*EXERCISE DETAILS*
Your reply should hold only the lines from the one containing "Objective — a point for each instance of the underside" to the final line of the listing below, restated word for word.

*TASK INPUTS*
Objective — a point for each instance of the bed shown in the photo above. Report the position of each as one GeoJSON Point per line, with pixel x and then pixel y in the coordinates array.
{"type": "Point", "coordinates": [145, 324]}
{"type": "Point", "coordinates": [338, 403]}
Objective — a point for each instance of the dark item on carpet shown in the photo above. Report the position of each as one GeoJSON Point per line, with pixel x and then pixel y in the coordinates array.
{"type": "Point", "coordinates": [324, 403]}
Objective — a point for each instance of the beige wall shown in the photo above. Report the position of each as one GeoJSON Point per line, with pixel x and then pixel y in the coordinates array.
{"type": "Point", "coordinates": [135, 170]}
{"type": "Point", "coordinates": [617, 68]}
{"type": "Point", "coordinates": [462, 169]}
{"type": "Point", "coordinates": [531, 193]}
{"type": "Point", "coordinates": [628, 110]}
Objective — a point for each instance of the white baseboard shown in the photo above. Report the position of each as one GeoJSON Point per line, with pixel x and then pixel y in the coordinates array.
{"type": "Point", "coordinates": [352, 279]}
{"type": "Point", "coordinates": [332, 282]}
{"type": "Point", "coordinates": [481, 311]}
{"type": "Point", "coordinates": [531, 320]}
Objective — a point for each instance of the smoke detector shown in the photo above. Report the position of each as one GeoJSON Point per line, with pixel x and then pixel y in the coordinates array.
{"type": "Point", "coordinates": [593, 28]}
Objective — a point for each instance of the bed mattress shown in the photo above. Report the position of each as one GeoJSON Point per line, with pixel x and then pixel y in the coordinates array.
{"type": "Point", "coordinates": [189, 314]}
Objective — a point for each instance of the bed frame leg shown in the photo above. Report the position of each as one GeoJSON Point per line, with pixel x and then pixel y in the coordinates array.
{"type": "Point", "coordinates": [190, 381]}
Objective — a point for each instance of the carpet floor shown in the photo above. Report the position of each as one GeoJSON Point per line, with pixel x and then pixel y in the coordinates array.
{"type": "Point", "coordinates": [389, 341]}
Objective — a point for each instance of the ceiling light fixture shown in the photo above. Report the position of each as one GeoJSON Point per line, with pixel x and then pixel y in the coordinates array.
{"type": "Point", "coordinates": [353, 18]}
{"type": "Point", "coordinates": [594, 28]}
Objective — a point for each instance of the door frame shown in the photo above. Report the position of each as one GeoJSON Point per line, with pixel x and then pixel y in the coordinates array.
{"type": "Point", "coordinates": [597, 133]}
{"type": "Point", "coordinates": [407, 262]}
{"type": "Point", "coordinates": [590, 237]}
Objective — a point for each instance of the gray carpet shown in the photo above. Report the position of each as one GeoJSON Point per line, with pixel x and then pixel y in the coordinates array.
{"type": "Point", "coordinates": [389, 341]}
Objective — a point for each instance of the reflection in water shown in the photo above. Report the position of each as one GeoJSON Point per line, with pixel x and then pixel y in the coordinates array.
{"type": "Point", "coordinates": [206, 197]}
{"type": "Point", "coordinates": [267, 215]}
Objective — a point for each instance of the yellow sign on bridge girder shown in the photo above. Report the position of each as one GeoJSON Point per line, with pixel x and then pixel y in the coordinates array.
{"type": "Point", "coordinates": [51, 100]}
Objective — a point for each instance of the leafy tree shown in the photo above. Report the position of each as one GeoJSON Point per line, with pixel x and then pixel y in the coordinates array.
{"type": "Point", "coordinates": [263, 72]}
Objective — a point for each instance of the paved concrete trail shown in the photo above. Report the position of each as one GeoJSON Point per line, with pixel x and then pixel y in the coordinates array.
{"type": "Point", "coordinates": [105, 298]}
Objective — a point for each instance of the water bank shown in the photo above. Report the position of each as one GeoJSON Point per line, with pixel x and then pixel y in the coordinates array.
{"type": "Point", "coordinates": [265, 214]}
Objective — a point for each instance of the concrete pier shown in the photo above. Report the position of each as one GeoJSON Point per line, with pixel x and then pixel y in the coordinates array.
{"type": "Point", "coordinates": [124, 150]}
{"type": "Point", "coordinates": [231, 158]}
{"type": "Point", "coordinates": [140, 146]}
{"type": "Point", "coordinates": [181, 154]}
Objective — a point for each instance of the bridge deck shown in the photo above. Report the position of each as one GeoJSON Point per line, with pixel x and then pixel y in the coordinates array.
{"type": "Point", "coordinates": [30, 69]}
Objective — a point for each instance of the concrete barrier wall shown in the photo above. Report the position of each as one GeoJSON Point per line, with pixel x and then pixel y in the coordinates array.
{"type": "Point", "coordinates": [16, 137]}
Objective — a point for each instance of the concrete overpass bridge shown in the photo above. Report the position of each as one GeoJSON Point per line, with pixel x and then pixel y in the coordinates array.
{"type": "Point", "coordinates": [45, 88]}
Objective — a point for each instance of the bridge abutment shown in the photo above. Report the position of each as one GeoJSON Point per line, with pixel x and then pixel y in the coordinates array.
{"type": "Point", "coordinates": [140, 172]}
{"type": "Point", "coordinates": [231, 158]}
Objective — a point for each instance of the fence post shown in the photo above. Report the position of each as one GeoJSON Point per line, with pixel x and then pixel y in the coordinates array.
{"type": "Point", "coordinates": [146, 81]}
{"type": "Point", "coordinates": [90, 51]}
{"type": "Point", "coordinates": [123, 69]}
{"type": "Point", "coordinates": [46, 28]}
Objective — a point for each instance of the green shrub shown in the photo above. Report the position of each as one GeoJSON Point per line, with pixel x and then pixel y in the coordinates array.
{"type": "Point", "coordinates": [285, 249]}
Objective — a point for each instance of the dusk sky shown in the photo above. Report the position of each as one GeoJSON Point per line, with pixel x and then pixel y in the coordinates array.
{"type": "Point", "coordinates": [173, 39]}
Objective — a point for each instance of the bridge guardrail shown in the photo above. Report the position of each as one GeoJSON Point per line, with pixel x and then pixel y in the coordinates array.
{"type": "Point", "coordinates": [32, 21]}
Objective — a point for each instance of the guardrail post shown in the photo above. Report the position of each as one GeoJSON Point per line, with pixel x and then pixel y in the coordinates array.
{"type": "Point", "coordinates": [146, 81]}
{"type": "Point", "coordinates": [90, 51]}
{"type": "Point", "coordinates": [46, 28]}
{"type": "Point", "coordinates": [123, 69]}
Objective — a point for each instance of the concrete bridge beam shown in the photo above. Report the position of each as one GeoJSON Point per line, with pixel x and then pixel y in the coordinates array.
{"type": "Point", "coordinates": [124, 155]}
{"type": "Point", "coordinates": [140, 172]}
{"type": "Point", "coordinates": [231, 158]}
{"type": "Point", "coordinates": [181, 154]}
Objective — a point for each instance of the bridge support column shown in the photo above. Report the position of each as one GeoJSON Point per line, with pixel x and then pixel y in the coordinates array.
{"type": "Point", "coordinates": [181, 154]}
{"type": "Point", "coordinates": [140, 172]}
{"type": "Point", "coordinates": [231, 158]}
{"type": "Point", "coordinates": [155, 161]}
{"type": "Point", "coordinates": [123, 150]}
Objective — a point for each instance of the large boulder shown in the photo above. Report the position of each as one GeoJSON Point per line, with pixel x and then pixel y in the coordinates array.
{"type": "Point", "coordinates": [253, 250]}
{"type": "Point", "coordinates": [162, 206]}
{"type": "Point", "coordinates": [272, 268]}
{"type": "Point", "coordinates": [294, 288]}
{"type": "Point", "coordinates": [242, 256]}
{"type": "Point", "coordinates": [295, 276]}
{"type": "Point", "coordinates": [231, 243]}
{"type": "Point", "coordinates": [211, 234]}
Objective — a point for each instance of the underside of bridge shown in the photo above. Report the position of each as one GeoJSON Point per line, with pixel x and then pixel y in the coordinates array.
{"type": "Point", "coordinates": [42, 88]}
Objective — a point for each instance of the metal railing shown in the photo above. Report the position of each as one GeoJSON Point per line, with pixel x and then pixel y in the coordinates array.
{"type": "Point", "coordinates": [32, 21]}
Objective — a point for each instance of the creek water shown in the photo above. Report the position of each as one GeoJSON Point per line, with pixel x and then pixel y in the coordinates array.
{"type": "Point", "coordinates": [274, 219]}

*FINISHED TASK*
Objective — a point for each instance of the underside of bridge shown in the photo above. Report the position of each as one GeoJSON Point per line, with pixel x and then pixel y in the coordinates array.
{"type": "Point", "coordinates": [42, 88]}
Objective — a point for each instance of the metal railing shown in the photo above. Report the position of each as one GeoJSON Point per line, with pixel x and then pixel y in the coordinates array.
{"type": "Point", "coordinates": [32, 21]}
Objective — a point for each instance of the creek water shown in the photo above. Report the position of each as one GeoJSON Point per line, with pixel x and then pixel y in the coordinates array.
{"type": "Point", "coordinates": [274, 219]}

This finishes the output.